__任务说明__. 请将下列全部条目转换为两列CSV，列名依次为“输入”和“输出”，每个条目占一行，分别填入其文本与对应答案，每项各放在一个带引号的字段中，换行一律改为空格。结果中不要包含图片。

__输入数据__.
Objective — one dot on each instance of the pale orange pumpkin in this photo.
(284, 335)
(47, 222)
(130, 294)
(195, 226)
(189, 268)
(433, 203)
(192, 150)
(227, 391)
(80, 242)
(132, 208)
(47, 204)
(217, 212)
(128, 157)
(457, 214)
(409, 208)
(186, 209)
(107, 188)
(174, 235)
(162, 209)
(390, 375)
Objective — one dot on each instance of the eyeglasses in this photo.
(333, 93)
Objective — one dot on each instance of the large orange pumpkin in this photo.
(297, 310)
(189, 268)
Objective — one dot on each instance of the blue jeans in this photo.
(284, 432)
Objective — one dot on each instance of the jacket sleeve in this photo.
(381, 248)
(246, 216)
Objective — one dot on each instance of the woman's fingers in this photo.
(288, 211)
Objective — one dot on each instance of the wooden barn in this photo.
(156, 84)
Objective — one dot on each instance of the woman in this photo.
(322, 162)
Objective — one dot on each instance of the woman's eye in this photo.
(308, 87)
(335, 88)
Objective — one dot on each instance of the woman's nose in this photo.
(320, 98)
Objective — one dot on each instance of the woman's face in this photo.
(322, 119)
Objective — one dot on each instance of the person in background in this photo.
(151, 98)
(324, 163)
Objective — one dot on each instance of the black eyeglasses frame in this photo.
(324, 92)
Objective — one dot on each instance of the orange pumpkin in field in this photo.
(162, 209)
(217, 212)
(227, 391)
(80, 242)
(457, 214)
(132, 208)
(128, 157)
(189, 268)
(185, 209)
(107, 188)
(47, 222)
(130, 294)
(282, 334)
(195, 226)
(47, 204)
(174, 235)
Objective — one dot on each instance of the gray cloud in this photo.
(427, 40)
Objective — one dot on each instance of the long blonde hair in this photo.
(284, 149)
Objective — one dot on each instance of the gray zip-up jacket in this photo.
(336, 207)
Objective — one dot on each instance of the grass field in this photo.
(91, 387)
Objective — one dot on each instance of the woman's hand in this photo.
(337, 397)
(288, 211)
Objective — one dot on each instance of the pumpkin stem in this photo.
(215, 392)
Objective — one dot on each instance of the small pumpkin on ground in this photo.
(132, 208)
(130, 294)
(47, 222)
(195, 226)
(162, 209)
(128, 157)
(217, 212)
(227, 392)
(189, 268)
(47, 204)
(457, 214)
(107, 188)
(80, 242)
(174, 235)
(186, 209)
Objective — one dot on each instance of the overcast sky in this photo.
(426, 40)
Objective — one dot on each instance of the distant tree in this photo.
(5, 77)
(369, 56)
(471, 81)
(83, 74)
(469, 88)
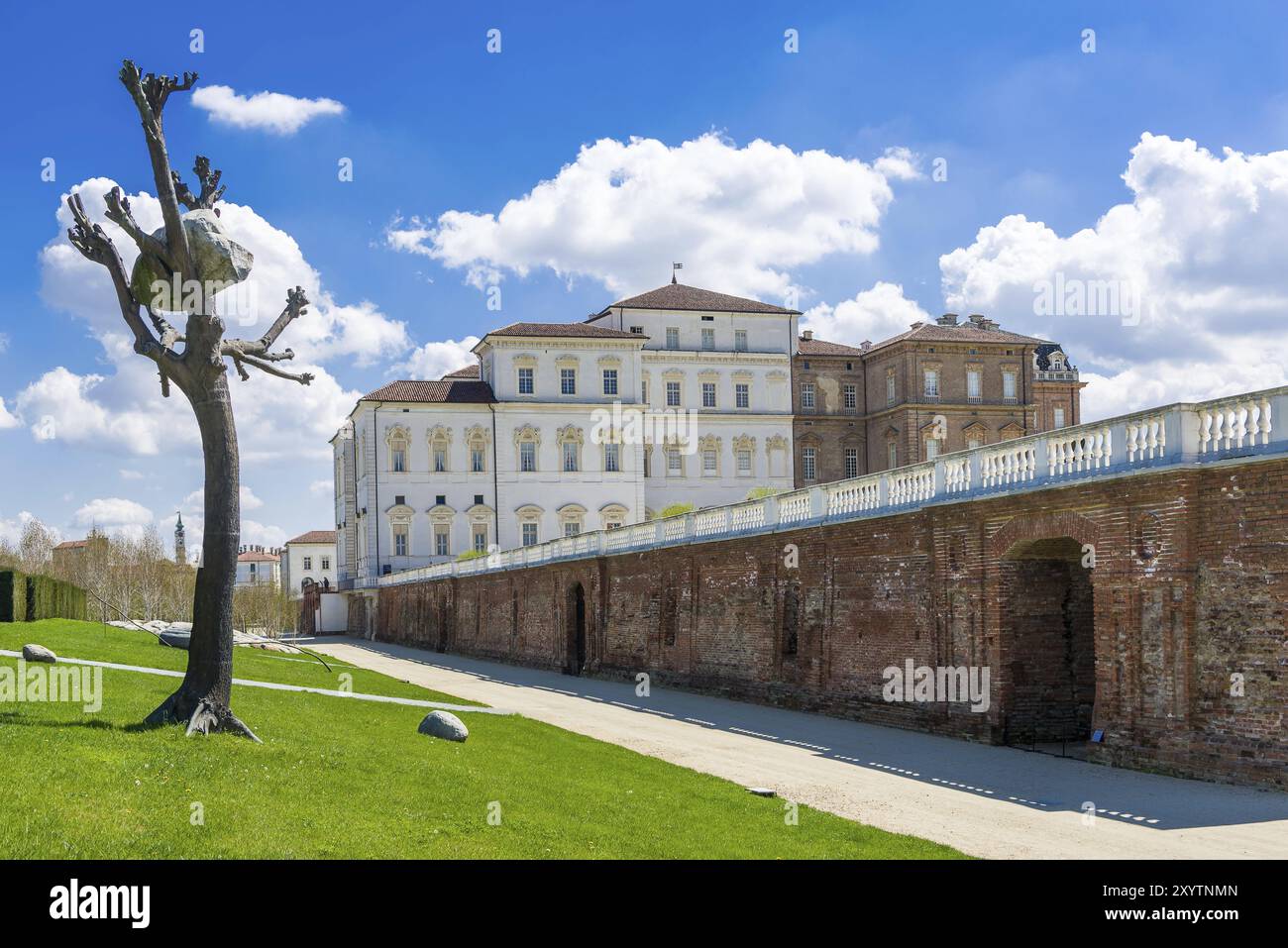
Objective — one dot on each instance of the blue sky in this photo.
(1026, 121)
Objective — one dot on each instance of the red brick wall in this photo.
(1189, 586)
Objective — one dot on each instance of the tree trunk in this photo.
(204, 697)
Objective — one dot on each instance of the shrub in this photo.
(30, 597)
(13, 596)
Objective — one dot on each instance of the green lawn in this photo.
(353, 780)
(101, 643)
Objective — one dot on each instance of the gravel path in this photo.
(990, 801)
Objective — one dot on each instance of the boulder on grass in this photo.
(38, 653)
(445, 725)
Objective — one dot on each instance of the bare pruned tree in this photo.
(191, 360)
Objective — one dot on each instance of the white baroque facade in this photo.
(678, 395)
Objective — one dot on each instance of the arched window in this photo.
(571, 440)
(439, 450)
(476, 443)
(572, 519)
(397, 440)
(527, 441)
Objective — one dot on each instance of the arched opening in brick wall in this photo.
(1047, 644)
(575, 617)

__输出结果__.
输入,输出
"Objective — one dot on each instance of the pale orange pumpkin in this photo.","(284, 335) (47, 222) (130, 294) (195, 226) (189, 268) (433, 203) (192, 150) (227, 391) (80, 242) (132, 208) (47, 204) (217, 212) (128, 157) (457, 214) (409, 208) (186, 209) (107, 188) (174, 235) (162, 209) (390, 375)"
"Objective — one dot on each instance of the eyeglasses in this photo.","(333, 93)"
"Objective — one dot on each instance of the large orange pumpkin in this photo.","(297, 310) (189, 268)"
"Objective — one dot on each instance of the blue jeans in this photo.","(284, 432)"
"Objective — one dot on each instance of the jacket sleeve in this photo.","(381, 248) (246, 216)"
"Objective — one dot on each instance of the woman's fingers in this photo.","(288, 211)"
"Objective — one dot on each instance of the wooden barn in this photo.","(156, 84)"
"Objective — one dot on each instance of the woman in this photo.","(322, 162)"
"Objective — one dot on each instance of the woman's eye in this photo.","(308, 87) (335, 88)"
"Objective — one dot on each instance of the woman's nose in this photo.","(320, 98)"
"Objective — one dot on each instance of the woman's face in this photo.","(322, 119)"
"Objective — one dot on each instance of the person in background in this photo.","(151, 98) (324, 163)"
"Objective — one dot on each instance of the black eyeglasses frame in this photo.","(324, 92)"
"Objective — one dot on each instance of the orange pumpkin in field in this photo.","(162, 209) (217, 212) (227, 391) (80, 242) (457, 214) (132, 208) (128, 157) (189, 268) (185, 209) (107, 188) (47, 222) (130, 294) (282, 334) (195, 226) (47, 204) (174, 235)"
"Objective — one dot on each instance of the gray cloud in this photo.","(427, 40)"
"Objective — one dot on each instance of the long blonde hair in this photo.","(284, 149)"
"Objective — one dot on each instance of the gray zip-up jacket in this photo.","(336, 207)"
"Objective — one dot on each instance of the grass field in this photo.","(91, 387)"
"Objective — one dot on each instance of the woman's hand in this photo.","(337, 397) (288, 211)"
"Objective — one dot on each instance of the pumpkin stem in this photo.","(215, 392)"
"Objective — one dot on each instance of the small pumpkin on ground in this photo.","(132, 208) (130, 294) (47, 222) (195, 226) (162, 209) (128, 157) (217, 212) (227, 392) (189, 268) (47, 204) (457, 214) (107, 188) (80, 242) (174, 235) (186, 209)"
"Objective — one dot on each instance of the overcast sky in this photo.","(426, 40)"
"Objective — one dot on each instance of the distant tree in this photo.","(5, 77) (369, 56) (471, 81) (83, 74) (469, 88)"
"Objective — one dot on each instance of the blue sky in this photo.","(1026, 121)"
"Objective — one dot on each instance of the red brick wall in this photo.","(1189, 586)"
"Objective — one dot on each instance of the tree trunk in this photo.","(204, 697)"
"Objective — one dot on each instance of the shrub in this photo.","(30, 597) (13, 596)"
"Objective — one dot on each instance of the green lawn in this photo.","(353, 780) (101, 643)"
"Objective — one dot on each instance of the gravel path in this photo.","(990, 801)"
"Objective — one dot on each instance of the boulder on grass in this photo.","(38, 653) (445, 725)"
"Objective — one dot on each instance of the bare pruned tree in this photo.","(191, 360)"
"Objective — one dot on each instance of the white baroque facade in this photo.","(678, 395)"
"Objective — one dot on each instance of the arched window in this photo.","(571, 440) (439, 450) (476, 443) (572, 519) (397, 440) (527, 441)"
"Objective — one dot on each instance of the arched opening in brick wall in this photo.","(1047, 644) (575, 617)"